_What is needed_
In the comments on juries and the law, which kind of law does Chuck say deals with very intricate things?

Re: Re: Re: Juries don't need to understand the law.

“Tell me any non-lawyer who is familiar with every law, every statue, ordinance, etc of every federal, state, county and local law…”

Chrono covered some of what I was going to say but go into any introduction to law class on the first day and tell me what you are told. What you should hear is “It is your responsibility as a citizen to know every law.”

Chuck (profile) says:

Re: Juries don't need to understand the law.

Well…as a certified paralegal I am supposed to defend the Jury system, but I’m also a geek, so while I do agree that juries should not be allowed to do certain things, I have to draw a big distinction here.

Criminal law is not complicated and the vast majority of the time a jury does a great hob with criminal cases. Civil law however, deals with very very intricate things, and to put anyone who is not a legal scholar (a judge) in the position of making a decision in a Civil case is a bad idea.

To put this in perspective, there are very few elements in a Murder trial: Motive, Means, Oppritunity, & Intent. In Manslaughter case there is even one fewer. Often times, proving these requires use of complicated science like DNA that the average person will not understand, but unless both your county and the defendant have millions of dollars to throw at the case (i.e. anywhere except LA) this will not be present in the majority of trials except “DNA says you did it.” and that’s all.

Dataset entries:
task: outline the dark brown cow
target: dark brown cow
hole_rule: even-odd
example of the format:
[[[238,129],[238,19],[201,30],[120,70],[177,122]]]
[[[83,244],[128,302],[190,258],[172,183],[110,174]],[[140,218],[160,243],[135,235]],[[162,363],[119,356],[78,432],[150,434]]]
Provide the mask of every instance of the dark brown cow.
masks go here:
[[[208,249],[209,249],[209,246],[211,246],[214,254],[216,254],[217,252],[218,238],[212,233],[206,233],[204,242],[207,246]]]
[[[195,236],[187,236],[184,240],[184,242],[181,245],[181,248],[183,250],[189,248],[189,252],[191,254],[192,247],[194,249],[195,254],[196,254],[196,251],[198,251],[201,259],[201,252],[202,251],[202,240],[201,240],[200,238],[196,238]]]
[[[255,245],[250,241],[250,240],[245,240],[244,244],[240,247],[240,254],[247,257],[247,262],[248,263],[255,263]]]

_Reply_
Civil law.